[[ Study material open ]]

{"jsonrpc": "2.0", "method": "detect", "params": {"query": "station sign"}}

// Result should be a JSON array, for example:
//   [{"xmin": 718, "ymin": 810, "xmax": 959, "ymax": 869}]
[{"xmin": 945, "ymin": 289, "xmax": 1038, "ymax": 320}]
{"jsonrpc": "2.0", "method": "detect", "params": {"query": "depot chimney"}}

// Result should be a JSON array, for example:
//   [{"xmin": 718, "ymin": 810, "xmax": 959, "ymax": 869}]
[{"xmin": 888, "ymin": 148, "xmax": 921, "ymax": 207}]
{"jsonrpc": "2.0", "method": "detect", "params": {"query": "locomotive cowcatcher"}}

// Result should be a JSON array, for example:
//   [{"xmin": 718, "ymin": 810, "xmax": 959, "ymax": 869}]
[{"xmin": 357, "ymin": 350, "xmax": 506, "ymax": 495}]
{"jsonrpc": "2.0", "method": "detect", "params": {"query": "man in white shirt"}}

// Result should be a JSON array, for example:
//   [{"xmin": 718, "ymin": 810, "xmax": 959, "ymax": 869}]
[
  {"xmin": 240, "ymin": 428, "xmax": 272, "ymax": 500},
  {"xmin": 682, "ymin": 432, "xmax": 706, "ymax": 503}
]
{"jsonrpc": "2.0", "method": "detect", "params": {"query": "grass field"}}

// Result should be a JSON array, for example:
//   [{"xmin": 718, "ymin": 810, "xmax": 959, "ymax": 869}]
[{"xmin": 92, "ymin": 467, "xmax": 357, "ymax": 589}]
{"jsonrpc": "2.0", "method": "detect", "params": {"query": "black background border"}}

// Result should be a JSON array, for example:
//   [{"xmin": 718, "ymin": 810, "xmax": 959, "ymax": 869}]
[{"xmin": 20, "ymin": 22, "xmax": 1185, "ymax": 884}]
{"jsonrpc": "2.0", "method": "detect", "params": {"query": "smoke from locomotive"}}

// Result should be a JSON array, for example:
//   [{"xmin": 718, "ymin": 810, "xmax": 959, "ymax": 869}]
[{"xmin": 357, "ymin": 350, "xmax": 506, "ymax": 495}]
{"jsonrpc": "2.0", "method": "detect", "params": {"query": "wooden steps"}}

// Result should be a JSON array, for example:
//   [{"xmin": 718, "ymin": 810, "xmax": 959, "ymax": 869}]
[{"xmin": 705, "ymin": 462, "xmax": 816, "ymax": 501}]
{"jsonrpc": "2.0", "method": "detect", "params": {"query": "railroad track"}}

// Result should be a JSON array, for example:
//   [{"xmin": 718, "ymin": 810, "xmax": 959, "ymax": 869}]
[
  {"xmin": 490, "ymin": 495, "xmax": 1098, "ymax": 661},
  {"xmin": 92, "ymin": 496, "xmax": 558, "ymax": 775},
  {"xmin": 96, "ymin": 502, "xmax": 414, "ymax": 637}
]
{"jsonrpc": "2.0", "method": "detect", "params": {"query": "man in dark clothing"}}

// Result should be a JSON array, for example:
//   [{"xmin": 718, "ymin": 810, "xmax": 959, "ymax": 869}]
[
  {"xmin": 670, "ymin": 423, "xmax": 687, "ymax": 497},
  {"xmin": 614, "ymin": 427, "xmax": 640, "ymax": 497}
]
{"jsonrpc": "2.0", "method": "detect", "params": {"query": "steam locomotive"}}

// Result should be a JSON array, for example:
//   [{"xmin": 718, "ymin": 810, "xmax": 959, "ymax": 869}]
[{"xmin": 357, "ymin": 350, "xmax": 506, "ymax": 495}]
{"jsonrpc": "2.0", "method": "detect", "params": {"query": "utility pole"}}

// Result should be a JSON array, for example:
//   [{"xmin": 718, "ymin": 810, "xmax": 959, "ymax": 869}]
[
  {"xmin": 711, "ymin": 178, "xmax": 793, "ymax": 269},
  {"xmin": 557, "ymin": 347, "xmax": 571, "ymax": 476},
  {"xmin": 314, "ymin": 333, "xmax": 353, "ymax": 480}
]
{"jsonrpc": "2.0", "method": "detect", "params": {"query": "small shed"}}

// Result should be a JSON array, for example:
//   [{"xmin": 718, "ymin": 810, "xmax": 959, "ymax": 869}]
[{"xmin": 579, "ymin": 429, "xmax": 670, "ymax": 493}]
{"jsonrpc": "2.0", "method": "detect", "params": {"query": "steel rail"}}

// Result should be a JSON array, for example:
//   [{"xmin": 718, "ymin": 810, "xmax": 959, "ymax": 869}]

[[ Study material closed ]]

#### What you will do
Scan the entries above and work out how many lines include the word "locomotive"; the reply is that number alone.

#### Solution
3